Nothing but a number is expected: the count of lines in the data below that include "point".

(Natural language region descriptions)
· · · · ·

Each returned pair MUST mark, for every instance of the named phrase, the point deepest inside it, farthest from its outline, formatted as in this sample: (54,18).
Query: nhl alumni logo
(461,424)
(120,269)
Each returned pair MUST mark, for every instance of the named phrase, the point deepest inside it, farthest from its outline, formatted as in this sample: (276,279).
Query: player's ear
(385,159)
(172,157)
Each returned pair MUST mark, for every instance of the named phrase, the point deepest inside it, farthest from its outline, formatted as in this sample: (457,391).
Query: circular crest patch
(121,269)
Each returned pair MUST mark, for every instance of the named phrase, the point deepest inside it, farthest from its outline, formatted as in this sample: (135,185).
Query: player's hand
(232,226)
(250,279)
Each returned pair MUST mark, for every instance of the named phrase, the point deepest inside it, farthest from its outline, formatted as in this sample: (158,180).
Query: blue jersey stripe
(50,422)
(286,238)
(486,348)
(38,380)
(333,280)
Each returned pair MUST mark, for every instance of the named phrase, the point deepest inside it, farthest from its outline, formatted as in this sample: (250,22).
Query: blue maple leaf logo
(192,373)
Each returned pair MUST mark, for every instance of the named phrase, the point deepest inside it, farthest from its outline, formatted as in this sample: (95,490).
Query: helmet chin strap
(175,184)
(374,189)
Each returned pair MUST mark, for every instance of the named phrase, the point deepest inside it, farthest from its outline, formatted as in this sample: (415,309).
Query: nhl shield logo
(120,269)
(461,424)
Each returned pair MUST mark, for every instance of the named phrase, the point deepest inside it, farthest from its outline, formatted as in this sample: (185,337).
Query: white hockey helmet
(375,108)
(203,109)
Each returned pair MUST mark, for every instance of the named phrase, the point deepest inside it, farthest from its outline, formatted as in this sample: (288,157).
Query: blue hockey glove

· · · · ·

§ **Your response**: 10